>> Start Provided data

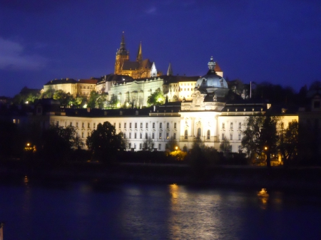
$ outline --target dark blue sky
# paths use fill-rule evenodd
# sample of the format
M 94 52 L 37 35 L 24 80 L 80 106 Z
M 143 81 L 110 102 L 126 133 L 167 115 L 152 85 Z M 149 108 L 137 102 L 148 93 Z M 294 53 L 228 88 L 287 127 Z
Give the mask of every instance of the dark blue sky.
M 321 80 L 318 0 L 1 0 L 0 95 L 113 73 L 123 31 L 163 73 L 204 75 L 213 56 L 230 80 Z

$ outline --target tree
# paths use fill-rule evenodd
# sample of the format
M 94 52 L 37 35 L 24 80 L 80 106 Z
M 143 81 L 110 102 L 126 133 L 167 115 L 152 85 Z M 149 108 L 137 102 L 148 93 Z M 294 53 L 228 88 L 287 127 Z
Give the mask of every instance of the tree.
M 145 150 L 146 150 L 148 151 L 152 150 L 153 146 L 154 146 L 154 141 L 151 137 L 145 139 L 145 140 L 143 141 L 143 147 L 144 147 Z
M 80 108 L 85 104 L 86 100 L 86 97 L 77 96 L 71 99 L 71 105 L 74 105 L 76 108 Z
M 222 140 L 222 142 L 220 144 L 220 150 L 223 152 L 229 152 L 230 150 L 230 141 L 226 138 Z
M 280 128 L 278 149 L 282 158 L 283 160 L 292 159 L 297 155 L 299 123 L 297 120 L 292 120 L 286 129 Z
M 178 146 L 176 140 L 175 140 L 173 137 L 170 137 L 168 142 L 166 144 L 166 148 L 169 149 L 170 151 L 175 150 L 175 147 Z
M 86 144 L 92 151 L 94 159 L 109 162 L 117 152 L 126 148 L 123 132 L 116 133 L 115 127 L 109 122 L 99 123 L 97 129 L 87 137 Z
M 97 99 L 99 95 L 96 91 L 92 90 L 89 95 L 89 99 L 88 100 L 87 107 L 91 108 L 95 108 L 97 106 Z
M 164 104 L 165 97 L 163 95 L 163 92 L 158 88 L 153 93 L 148 96 L 147 98 L 147 103 L 148 105 L 159 105 Z
M 246 128 L 243 131 L 243 147 L 252 158 L 265 151 L 268 167 L 270 166 L 270 154 L 277 149 L 278 120 L 278 117 L 268 115 L 250 116 L 244 124 Z
M 55 93 L 55 90 L 53 89 L 51 87 L 50 87 L 46 90 L 45 90 L 44 93 L 42 93 L 41 98 L 54 98 L 54 93 Z
M 60 105 L 65 108 L 72 103 L 72 96 L 62 90 L 57 90 L 54 92 L 54 99 L 58 100 Z
M 117 97 L 113 97 L 109 102 L 109 104 L 112 108 L 118 108 L 119 106 L 119 103 L 120 103 Z

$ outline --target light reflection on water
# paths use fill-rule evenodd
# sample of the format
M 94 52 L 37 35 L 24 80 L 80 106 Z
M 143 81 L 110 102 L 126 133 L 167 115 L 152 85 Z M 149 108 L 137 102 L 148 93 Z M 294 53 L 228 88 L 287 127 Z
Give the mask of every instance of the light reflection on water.
M 27 181 L 26 181 L 27 179 Z M 160 184 L 1 184 L 6 239 L 318 239 L 319 197 Z M 300 227 L 297 227 L 300 226 Z M 57 229 L 58 229 L 57 231 Z

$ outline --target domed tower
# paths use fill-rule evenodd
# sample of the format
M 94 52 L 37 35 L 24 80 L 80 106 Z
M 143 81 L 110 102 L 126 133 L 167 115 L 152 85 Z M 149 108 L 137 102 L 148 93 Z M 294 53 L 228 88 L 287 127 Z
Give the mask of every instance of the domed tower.
M 209 69 L 208 73 L 198 78 L 195 84 L 195 90 L 198 89 L 210 96 L 213 95 L 213 99 L 224 98 L 228 93 L 228 83 L 214 70 L 215 64 L 211 57 L 208 64 Z
M 129 61 L 129 51 L 127 51 L 125 43 L 125 36 L 123 32 L 121 37 L 121 48 L 117 49 L 115 61 L 115 74 L 121 74 L 123 63 L 126 61 Z

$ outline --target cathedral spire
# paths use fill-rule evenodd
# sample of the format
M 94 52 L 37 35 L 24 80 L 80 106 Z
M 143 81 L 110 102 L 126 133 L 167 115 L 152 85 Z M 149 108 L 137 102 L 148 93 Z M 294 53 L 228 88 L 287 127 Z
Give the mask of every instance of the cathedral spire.
M 138 62 L 141 61 L 143 60 L 143 53 L 141 51 L 141 43 L 139 43 L 139 47 L 138 47 L 138 53 L 137 53 L 137 58 L 136 58 L 136 61 Z
M 216 63 L 213 61 L 213 56 L 211 56 L 210 61 L 208 63 L 208 69 L 209 69 L 208 73 L 215 73 L 215 71 L 214 70 L 214 68 L 215 68 L 215 64 L 216 64 Z
M 117 55 L 128 55 L 128 51 L 125 43 L 125 35 L 123 32 L 123 36 L 121 36 L 121 48 L 117 51 Z
M 170 63 L 170 65 L 168 66 L 168 69 L 167 71 L 167 75 L 173 75 L 172 64 Z
M 151 68 L 151 78 L 152 77 L 157 77 L 157 69 L 155 66 L 155 62 L 153 62 L 153 66 Z

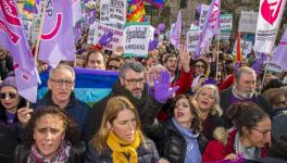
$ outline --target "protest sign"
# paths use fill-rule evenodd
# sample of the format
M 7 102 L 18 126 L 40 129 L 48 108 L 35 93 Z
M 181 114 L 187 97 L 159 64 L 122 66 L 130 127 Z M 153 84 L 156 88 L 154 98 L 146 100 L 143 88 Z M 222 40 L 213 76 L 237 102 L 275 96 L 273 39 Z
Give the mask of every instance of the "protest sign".
M 90 25 L 90 27 L 89 27 L 89 33 L 88 33 L 88 38 L 87 38 L 87 43 L 88 45 L 92 45 L 93 43 L 95 26 L 96 26 L 96 22 L 92 25 Z
M 105 33 L 105 32 L 111 32 L 113 33 L 113 39 L 110 43 L 108 43 L 107 46 L 104 46 L 104 49 L 108 50 L 112 50 L 115 51 L 116 47 L 122 46 L 122 40 L 124 37 L 124 32 L 111 26 L 107 26 L 100 23 L 95 23 L 93 24 L 95 27 L 95 34 L 93 34 L 93 45 L 97 45 L 101 38 L 101 36 Z
M 151 37 L 152 36 L 152 37 Z M 124 29 L 124 57 L 148 57 L 149 42 L 153 32 L 149 23 L 127 23 Z
M 199 27 L 202 29 L 203 23 L 205 21 L 207 14 L 209 12 L 210 5 L 207 4 L 201 4 L 201 10 L 200 10 L 200 17 L 199 17 Z
M 285 9 L 286 0 L 277 0 L 269 3 L 266 0 L 260 1 L 260 12 L 258 15 L 254 50 L 271 54 Z
M 126 22 L 126 0 L 101 0 L 100 23 L 124 29 Z
M 257 20 L 258 20 L 258 12 L 241 11 L 238 32 L 255 33 Z
M 221 14 L 221 32 L 233 29 L 233 14 Z
M 195 29 L 195 30 L 189 30 L 186 33 L 186 49 L 188 52 L 195 52 L 196 51 L 196 46 L 199 40 L 199 35 L 200 30 Z

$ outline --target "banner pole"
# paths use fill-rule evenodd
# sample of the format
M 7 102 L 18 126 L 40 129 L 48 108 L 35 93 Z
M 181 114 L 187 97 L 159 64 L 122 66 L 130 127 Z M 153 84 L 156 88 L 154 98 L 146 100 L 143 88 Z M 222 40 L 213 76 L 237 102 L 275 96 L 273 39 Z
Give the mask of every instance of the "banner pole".
M 35 65 L 36 67 L 38 67 L 38 54 L 39 54 L 39 46 L 40 46 L 40 40 L 41 40 L 41 33 L 42 33 L 42 26 L 43 26 L 43 20 L 45 20 L 45 14 L 46 14 L 46 7 L 47 7 L 47 0 L 43 1 L 42 4 L 42 11 L 41 11 L 41 21 L 40 21 L 40 27 L 39 27 L 39 34 L 38 34 L 38 38 L 35 45 Z

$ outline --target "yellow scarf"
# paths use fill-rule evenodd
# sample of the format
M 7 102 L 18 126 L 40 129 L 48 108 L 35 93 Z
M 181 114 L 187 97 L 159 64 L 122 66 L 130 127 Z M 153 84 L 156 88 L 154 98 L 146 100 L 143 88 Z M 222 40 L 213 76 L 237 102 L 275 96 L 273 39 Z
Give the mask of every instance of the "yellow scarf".
M 120 139 L 114 131 L 110 131 L 107 143 L 113 151 L 113 163 L 137 163 L 138 159 L 136 150 L 139 147 L 140 141 L 138 131 L 135 133 L 135 138 L 132 143 Z M 129 155 L 129 161 L 125 154 Z

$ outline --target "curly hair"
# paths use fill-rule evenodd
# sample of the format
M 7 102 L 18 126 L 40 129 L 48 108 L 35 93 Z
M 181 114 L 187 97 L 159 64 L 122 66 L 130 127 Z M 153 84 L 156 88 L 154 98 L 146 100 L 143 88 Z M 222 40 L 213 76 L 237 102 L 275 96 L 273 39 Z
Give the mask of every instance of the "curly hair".
M 190 105 L 190 112 L 191 114 L 194 115 L 194 118 L 192 118 L 192 122 L 191 122 L 191 126 L 190 126 L 190 129 L 192 129 L 194 134 L 198 134 L 202 130 L 202 127 L 201 127 L 201 121 L 200 121 L 200 117 L 199 117 L 199 111 L 192 106 L 191 104 L 191 97 L 189 96 L 186 96 L 186 95 L 178 95 L 175 97 L 175 99 L 172 101 L 172 110 L 171 110 L 171 114 L 174 116 L 174 109 L 175 109 L 175 105 L 176 105 L 176 102 L 180 99 L 187 99 L 188 100 L 188 103 Z
M 49 105 L 33 113 L 28 125 L 24 128 L 24 133 L 21 138 L 21 142 L 27 148 L 30 148 L 34 143 L 33 135 L 37 121 L 45 115 L 60 116 L 64 124 L 65 138 L 72 145 L 77 145 L 80 140 L 80 133 L 77 123 L 65 111 L 55 105 Z

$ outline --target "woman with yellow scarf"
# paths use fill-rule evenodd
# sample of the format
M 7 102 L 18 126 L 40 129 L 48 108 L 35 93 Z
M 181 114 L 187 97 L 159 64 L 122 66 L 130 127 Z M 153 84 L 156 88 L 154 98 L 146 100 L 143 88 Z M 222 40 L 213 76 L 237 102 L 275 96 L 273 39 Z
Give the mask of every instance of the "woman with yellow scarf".
M 90 141 L 86 163 L 157 163 L 154 143 L 145 139 L 135 106 L 123 97 L 108 101 L 101 127 Z

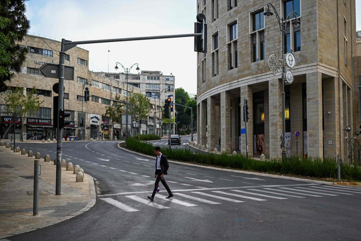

>> End Provided data

__Set problem__
Give back the entries from the line containing "--target light reflection on water" through the line containing "M 151 68 L 151", inclusive, with "sample" replaced by "example" and everything else left unchanged.

__Solved problem__
$ outline --target light reflection on water
# paths use fill-rule evenodd
# example of the format
M 94 52 L 37 35 L 24 80 L 80 106 Z
M 143 81 L 110 102 L 126 133 L 167 115 L 152 85 Z M 149 108 L 137 102 L 148 93 Z M 294 53 L 228 88 L 287 127 Z
Give the mask of every instance of the light reflection on water.
M 27 181 L 26 181 L 27 179 Z M 160 184 L 1 184 L 6 239 L 318 239 L 319 197 Z M 300 227 L 297 227 L 300 226 Z M 57 229 L 58 229 L 57 231 Z

$ outline --target domed tower
# paths use fill-rule evenodd
# example of the format
M 94 52 L 37 35 L 24 80 L 80 106 Z
M 143 81 L 110 102 L 126 133 L 167 115 L 152 85 Z M 149 108 L 137 102 L 148 93 Z M 294 53 L 228 88 L 287 127 Z
Give the mask of every instance of the domed tower.
M 209 69 L 208 73 L 198 78 L 195 84 L 195 90 L 198 89 L 210 96 L 213 95 L 213 99 L 224 98 L 228 93 L 228 83 L 214 70 L 215 64 L 211 57 L 208 64 Z
M 129 61 L 129 51 L 127 51 L 125 43 L 125 36 L 123 32 L 121 37 L 121 48 L 117 49 L 115 61 L 115 74 L 121 74 L 123 63 L 126 61 Z

$ outline --target cathedral spire
# paths use fill-rule evenodd
# example of the format
M 94 52 L 37 35 L 24 80 L 80 106 Z
M 143 81 L 110 102 L 126 133 L 167 115 L 152 85 Z M 149 108 L 137 102 L 148 93 Z M 294 53 L 228 88 L 287 127 Z
Give the mask of every instance of the cathedral spire.
M 138 62 L 141 61 L 143 60 L 143 53 L 141 51 L 141 43 L 139 43 L 139 47 L 138 47 L 138 53 L 137 53 L 137 58 L 136 58 L 136 61 Z
M 216 63 L 213 61 L 213 56 L 211 56 L 210 61 L 208 63 L 208 69 L 209 69 L 208 73 L 215 73 L 215 71 L 214 70 L 214 68 L 215 68 L 215 64 L 216 64 Z
M 117 55 L 128 55 L 128 51 L 125 43 L 125 35 L 123 32 L 123 36 L 121 36 L 121 48 L 117 51 Z
M 170 63 L 170 65 L 168 66 L 168 69 L 167 71 L 167 75 L 173 75 L 172 64 Z
M 151 68 L 151 78 L 152 77 L 157 77 L 157 69 L 155 66 L 155 62 L 153 62 L 153 66 Z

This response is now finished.